* [Qué hacer] En el fragmento de página, ¿qué oficio tenía Cristóbal de Becerril?

* [Fragmento de página]
******************************

Y veamos ahora esa fuga de la cárcel del corregidor de Cuenca ¿quién fue el protagonista?
Bien, pues nuestro fugado no es otro que Pedro Rodríguez del Pozo, que a los oyentes de nada les suena hasta que les diga que era sobrino del canónigo Juan del Pozo, aquel que costeó la obra del puente de san Pablo a mediados del siglo XVI.
El proceso causado contra él y sus compinches fue sobre quebrantamiento o fuga de la cárcel y ocurrió en el año 1561. Hay que señalar que, en este proceso, uno de los principales implicados por ayudar a huir a Pedro Rodríguez del Pozo, es otro conocido nuestro, el platero Cristóbal de Becerril, que también estaba preso.
¿Y por qué estaba preso el sobrino del canónigo Juan del Pozo?

******************************

[Datos de origen]

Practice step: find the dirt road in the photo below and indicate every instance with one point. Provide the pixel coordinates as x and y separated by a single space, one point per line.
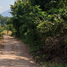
14 53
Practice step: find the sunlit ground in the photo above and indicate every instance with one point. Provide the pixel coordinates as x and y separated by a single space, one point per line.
14 53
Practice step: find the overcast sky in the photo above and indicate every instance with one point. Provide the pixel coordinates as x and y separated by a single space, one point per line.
5 5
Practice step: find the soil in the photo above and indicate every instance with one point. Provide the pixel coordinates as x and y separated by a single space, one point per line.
14 53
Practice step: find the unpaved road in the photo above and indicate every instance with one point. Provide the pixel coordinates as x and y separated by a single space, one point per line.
14 53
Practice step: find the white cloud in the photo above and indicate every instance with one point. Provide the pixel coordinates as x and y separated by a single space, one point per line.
0 7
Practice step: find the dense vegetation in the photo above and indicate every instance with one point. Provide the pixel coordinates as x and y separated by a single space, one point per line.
3 20
43 25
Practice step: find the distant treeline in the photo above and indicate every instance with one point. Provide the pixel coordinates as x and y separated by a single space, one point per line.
3 20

******************************

* [Resultado] Era platero.